**TASK**.
The lines to copy are those holding the string "band" in the entries below.

**INFORMATION SUPPLIED**.
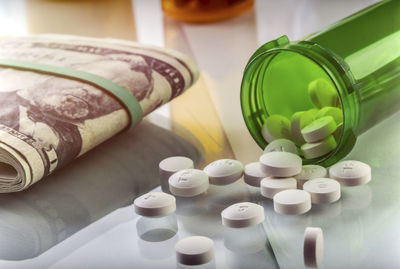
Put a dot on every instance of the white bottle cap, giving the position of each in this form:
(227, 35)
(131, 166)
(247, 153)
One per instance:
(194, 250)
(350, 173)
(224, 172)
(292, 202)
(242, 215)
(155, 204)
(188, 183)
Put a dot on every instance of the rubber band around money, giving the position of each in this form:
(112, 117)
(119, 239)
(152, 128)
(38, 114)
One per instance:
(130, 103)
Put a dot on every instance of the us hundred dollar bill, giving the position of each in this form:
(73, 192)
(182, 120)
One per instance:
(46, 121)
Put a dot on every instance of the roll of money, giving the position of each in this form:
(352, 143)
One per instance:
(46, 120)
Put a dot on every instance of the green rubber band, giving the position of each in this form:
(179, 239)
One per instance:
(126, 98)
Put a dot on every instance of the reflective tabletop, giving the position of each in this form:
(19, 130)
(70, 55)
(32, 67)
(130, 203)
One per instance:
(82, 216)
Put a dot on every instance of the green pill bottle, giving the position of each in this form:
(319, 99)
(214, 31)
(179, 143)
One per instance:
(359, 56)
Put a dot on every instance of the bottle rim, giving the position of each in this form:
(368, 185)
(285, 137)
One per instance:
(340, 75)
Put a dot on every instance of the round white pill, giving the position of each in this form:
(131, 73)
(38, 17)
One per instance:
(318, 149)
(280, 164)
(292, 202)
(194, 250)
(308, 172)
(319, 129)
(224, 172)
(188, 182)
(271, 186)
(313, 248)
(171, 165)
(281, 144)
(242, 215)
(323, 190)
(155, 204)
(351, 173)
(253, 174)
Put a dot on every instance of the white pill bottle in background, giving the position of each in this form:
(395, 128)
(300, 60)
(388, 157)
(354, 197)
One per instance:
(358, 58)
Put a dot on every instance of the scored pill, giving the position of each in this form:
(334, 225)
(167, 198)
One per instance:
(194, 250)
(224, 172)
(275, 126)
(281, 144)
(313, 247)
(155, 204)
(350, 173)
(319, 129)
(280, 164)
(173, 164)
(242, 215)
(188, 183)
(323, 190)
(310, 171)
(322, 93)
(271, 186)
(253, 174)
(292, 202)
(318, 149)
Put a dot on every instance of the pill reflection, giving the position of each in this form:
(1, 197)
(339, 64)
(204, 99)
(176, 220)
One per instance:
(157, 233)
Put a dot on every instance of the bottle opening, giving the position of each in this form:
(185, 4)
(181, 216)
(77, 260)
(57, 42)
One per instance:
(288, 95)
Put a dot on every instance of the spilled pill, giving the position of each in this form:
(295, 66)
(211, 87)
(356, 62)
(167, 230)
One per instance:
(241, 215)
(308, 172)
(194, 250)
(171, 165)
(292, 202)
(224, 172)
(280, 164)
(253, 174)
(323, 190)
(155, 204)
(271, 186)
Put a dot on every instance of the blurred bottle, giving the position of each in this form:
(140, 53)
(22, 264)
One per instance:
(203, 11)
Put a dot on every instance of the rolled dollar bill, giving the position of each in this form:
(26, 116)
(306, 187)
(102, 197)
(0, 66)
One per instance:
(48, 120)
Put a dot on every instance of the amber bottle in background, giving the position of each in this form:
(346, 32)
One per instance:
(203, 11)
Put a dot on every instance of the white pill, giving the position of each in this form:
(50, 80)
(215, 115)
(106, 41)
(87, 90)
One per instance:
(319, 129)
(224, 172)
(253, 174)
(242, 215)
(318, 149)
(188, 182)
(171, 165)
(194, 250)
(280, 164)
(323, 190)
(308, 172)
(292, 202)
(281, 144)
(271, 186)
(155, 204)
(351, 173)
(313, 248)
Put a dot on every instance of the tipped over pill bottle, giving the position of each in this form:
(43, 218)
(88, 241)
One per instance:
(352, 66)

--

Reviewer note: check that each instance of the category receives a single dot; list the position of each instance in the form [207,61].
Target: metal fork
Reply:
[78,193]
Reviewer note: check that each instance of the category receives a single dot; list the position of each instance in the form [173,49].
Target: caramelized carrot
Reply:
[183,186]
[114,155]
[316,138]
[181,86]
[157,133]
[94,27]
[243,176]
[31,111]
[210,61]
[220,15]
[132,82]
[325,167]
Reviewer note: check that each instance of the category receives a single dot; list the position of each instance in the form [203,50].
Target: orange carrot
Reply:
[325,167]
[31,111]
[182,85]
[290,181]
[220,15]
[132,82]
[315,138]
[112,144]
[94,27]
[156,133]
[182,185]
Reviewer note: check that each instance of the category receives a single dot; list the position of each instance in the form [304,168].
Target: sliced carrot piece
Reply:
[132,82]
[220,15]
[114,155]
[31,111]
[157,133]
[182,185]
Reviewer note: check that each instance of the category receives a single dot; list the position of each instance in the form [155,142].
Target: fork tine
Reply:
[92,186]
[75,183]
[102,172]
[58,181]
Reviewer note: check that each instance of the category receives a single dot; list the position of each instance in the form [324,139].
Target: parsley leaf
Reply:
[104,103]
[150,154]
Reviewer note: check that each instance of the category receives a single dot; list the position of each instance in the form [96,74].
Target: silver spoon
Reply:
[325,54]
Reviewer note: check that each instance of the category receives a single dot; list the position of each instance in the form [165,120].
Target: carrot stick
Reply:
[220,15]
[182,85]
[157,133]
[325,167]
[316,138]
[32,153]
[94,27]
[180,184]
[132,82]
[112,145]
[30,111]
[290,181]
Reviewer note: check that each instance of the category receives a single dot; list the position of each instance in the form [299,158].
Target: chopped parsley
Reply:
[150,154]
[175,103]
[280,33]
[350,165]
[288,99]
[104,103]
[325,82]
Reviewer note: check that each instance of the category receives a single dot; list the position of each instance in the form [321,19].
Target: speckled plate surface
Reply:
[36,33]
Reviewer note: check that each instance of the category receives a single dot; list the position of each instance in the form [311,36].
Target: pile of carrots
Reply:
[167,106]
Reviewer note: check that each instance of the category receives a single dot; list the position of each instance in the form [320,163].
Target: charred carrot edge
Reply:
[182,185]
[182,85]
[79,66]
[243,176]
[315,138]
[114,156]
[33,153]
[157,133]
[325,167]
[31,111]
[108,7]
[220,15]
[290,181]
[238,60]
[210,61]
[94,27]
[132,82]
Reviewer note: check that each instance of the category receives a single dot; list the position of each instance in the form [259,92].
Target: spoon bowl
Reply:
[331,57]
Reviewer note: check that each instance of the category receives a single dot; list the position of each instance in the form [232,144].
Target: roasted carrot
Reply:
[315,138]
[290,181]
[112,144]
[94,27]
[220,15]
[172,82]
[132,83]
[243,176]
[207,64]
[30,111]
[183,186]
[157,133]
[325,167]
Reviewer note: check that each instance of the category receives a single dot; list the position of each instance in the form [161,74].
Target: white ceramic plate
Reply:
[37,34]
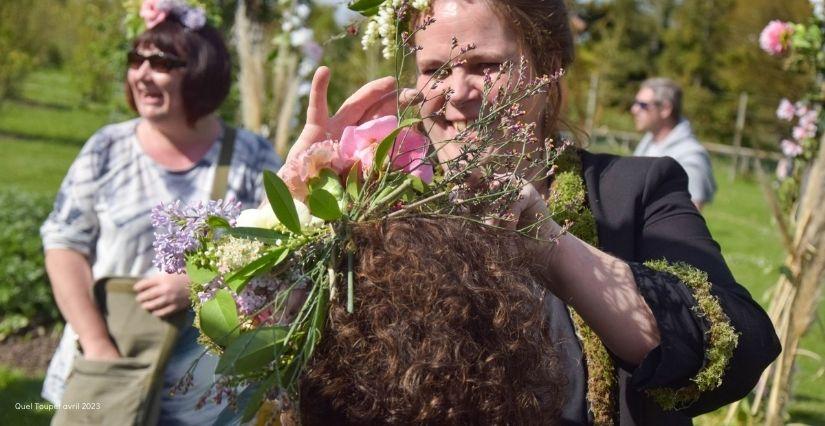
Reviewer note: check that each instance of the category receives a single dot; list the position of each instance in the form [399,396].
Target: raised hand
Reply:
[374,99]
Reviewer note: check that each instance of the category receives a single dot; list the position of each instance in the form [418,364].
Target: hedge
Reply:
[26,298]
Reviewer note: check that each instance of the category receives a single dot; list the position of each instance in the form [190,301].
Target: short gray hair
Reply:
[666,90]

**WRITTEN REPLY**.
Put a dot on every instance of the rubber band around money, giving the position of each in this form:
Put a dot on every instance of the green rubber band, giving the position of each in this form:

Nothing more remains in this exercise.